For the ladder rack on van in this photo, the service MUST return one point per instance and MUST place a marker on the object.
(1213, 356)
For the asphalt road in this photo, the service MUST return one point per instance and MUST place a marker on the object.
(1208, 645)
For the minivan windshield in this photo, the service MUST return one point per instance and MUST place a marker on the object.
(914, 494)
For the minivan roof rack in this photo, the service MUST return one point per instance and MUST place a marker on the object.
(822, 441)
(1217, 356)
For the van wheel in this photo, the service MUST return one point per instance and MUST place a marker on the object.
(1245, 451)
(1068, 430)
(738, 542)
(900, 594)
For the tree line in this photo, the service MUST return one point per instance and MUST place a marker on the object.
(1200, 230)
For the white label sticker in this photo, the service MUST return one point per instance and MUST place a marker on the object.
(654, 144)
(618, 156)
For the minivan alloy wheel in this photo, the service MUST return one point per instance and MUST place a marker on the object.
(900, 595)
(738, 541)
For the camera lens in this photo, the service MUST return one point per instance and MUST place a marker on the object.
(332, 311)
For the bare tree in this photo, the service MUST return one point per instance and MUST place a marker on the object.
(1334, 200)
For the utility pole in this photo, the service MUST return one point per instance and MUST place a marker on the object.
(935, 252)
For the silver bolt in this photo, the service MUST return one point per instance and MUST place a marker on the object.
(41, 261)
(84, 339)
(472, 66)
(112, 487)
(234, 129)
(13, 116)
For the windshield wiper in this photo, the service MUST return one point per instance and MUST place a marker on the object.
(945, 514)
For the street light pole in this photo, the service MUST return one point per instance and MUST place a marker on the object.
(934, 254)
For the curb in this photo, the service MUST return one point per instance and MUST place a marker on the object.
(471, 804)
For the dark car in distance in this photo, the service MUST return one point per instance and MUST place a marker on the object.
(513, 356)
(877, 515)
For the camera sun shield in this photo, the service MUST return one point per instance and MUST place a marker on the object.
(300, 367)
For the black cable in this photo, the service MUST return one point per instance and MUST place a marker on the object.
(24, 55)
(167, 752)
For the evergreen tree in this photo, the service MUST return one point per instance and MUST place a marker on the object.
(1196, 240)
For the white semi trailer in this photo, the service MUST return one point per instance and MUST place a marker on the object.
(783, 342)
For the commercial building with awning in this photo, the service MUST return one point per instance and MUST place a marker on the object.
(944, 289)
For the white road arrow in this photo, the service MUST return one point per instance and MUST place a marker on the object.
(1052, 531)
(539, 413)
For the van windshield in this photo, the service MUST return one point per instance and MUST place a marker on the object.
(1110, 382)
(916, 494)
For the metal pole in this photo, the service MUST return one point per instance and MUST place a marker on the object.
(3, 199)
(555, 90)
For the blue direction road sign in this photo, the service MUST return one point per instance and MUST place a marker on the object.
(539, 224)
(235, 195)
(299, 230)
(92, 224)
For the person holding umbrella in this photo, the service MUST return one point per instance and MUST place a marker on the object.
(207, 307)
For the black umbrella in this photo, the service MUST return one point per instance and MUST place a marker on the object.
—————
→ Task details:
Reproduce all of the material above, substituting "pin" for every occurrence of "marker" and leaving everything else unchanged.

→ Task solution:
For the ladder rack on van in this photo, the service MUST return one point per instance and MUST place a pin on the object.
(1213, 356)
For the asphalt road in this photo, the service MUST return one point per instance and MUST place a pin on the object.
(1208, 645)
For the minivan windshield in this photo, the service MUST return one point per instance and MUST place a pin on the object.
(914, 494)
For the minivan roof rack in this photo, the service MUST return one point per instance and MUST place a pin on the object.
(822, 441)
(1217, 356)
For the van wheel in this photo, the service MUST return one point per instance and MUST place a pin on the object.
(1245, 451)
(1068, 430)
(738, 542)
(900, 594)
For the tree line in this photo, the service MUST return one point per instance and MUST place a pin on the object.
(1200, 230)
For the white label sticker in this photo, the service MUST return one point per instance and MUST place a pin on the object.
(654, 144)
(618, 156)
For the minivan alloy wheel in this photo, the service MUST return one point per instance and MUST place a pin on the object.
(900, 595)
(738, 541)
For the camera lens in this photo, the service MUST return one point per instance and MUST place a pin on the object.
(332, 311)
For the bare tree in this photo, the service MUST return one point per instance and MUST place a pin on the object.
(1334, 200)
For the utility pole in this photo, the service MUST return one point per instance and MUST place a pin on the object.
(935, 252)
For the silver bolt in this photo, the service MUST return one point per instance and MUST place a pin on the object.
(41, 261)
(84, 339)
(472, 66)
(112, 487)
(234, 129)
(13, 116)
For the windshield wiper in this photo, the service MUST return one point per instance and MUST place a pin on the object.
(945, 514)
For the street light pole in this photo, the service MUST return one point per instance and MUST place a pin on the object.
(934, 254)
For the curb in this photo, the service MUST return one point per instance and MUST place a pin on the object.
(471, 804)
For the dark car in distance in this photo, the service MUST return one point per instance and MUST place a pin on the object.
(513, 356)
(877, 515)
For the camera sun shield in this photo, the service MUST return one point per instance and MUST place a pin on the object.
(300, 367)
For the black cable in this photo, the service MUST return one point per instance and MUST place a pin on the object.
(24, 55)
(167, 752)
For the evergreen tree in this photo, the service MUST return one point per instance and MUST place a pin on the object.
(1196, 240)
For the white semi trailer in this photo, the service MUST return one point per instance and MUST place a pin on the object.
(783, 342)
For the commercial building with awning in this photo, the service MUST return one point per instance and MUST place a pin on the object.
(944, 289)
For the white road arrow in this photo, the service MUST return one point per instance and MUST place a pin on the object.
(1052, 531)
(539, 413)
For the van windshield in this photo, the service MUST return one point per instance and MUST place a pin on the object.
(1110, 382)
(916, 494)
For the metal pole in this photo, the service MUST return one point per instance and MUST place a pin on the object.
(3, 199)
(555, 90)
For the blue direction road sign in this photo, the service MUST return one point per instance and MUST place a pin on the object.
(539, 224)
(235, 195)
(299, 230)
(92, 224)
For the person holding umbrella in this photo, the service MUST return one point per instance and MUST place a pin on the object.
(207, 307)
For the black umbrella in this photo, the service MUST return one point per instance and MUST place a pin on the object.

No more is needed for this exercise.